Tâche courte:
Donnez, s'il vous plaît, la suite du texte sur les violences vécues par les jeunes, à partir de sa dernière phrase.

Par ailleurs, il est aussi intéressant d’analyser les expériences de violence en fonction des dynamiques relationnelles entre les acteurs, dynamiques profondément ancrées dans des rapports de pouvoir. En effet, les violences peuvent prendre un sens spécifique selon que le jeune entretient ou non un rapport d’intimité avec la ou les personnes qui exercent la violence. Par exemple, les enfants exposés à la violence conjugale vivent dans un climat de peur et de grande insécurité puisque la violence provient d’une personne qui, en raison des responsabilités habituellement dévolues au rôle de parent, devrait contribuer au sentiment de sécurité de l’enfant (Cunningham et Baker, 2004). Ces enfants vivent aussi des conflits de loyauté, car ils éprouvent généralement des sentiments d’amour et d’attachement envers chacun de leurs parents (le parent victime et le parent agresseur) même si la qualité des liens d’attachement peut être affectée par la violence conjugale (Doucet et Fortin, 2010; Levendosky et Graham-Bermann, 2001). Les adolescents victimes de violence de la part de leur partenaire intime entretiennent aussi des sentiments amoureux et d’attachement à l’égard de leur partenaire, ce dont il faut tenir compte pour bien comprendre la complexité de leur expérience. De façon similaire, les jeunes sportifs peuvent subir de la violence de la part de leur entraîneur, à qui ils vouent pourtant bien souvent une confiance presque indéfectible. Par ailleurs, s’il constitue un élément essentiel à considérer, le rapport d’intimité n’est pas l’unique variable à examiner, puisque ces liens affectifs s’inscrivent dans des rapports de pouvoir plus larges, dont la compréhension nécessite une analyse structurelle qui dépasse les enjeux strictement relationnels. Autrement dit, la société est structurée de telle sorte que les rapports de pouvoir inégalitaires sont très nombreux, par exemple, entre les hommes et les femmes, entre les parents et les enfants, entre les adultes et les mineurs. Certains concepts comme le racisme, l’hétéro-sexisme et le classisme sont d’ailleurs repris et expliqués dans les chapitres qui suivent. Ces rapports de pouvoir peuvent créer un contexte favorable à l’émergence ou au maintien des violences.

Données sources:
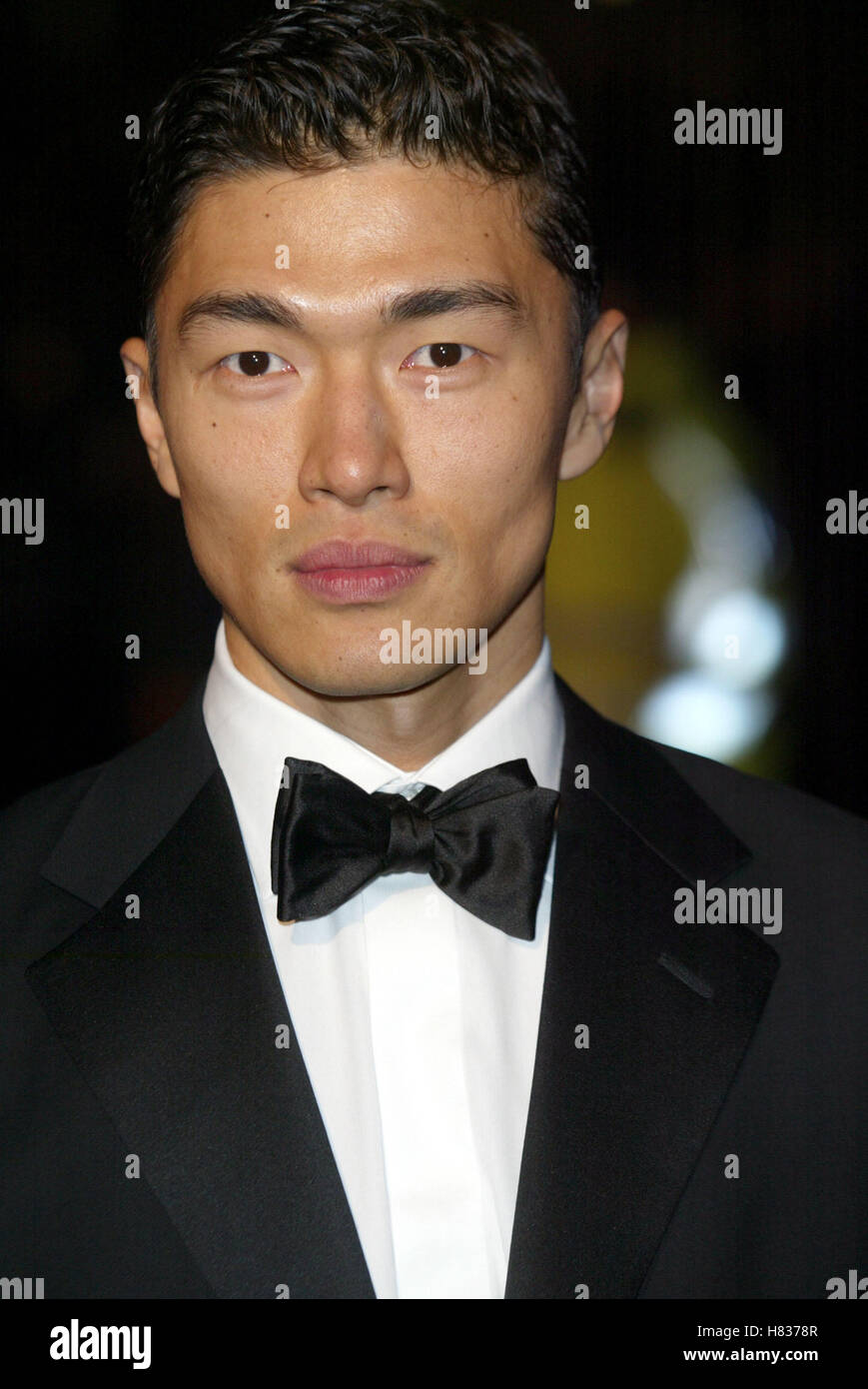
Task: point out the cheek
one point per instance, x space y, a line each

Résultat de la tâche:
3.LA STRUCTURE DE L’OUVRAGE: SES OBJECTIFS ET SON CONTENU
Ce livre est divisé en trois parties interdépendantes et complémentaires: 1) les enjeux théoriques et méthodologiques de la recherche sur les violences dans la vie des enfants et des adolescents; 2) les expériences de violence interpersonnelle et structurelle; 3) l’analyse critique des réponses sociales.
La première partie se veut une analyse critique des théories et des méthodologies privilégiées pour étudier les violences chez les enfants et les jeunes. Le chapitre d’Annie Dumont et Catherine Flynn offre d’abord une synthèse critique des différentes façons de définir la victimisation juvénile, en discutant des principaux fondements théoriques et des stratégies méthodologiques privilégiés par les grandes enquêtes dans le domaine. Les auteures insistent sur l’importance des études qui documentent le point de vue des jeunes et s’appuient davantage sur celui-ci.
Cet enjeu est par la suite repris et développé par Simon Lapierre et Isabelle Côté, qui exposent l’exemple concret d’une recherche ayant favorisé la participation des enfants et des adolescents aux choix épisté-mologiques et méthodologiques. Cette recherche, portant plus particulièrement sur l’exposition à la violence conjugale, montre qu’une approche de recherche participative peut contribuer au développement de connaissances «pour, avec et par» les jeunes directement concernés, générant ainsi des résultats plus signifiants pour eux.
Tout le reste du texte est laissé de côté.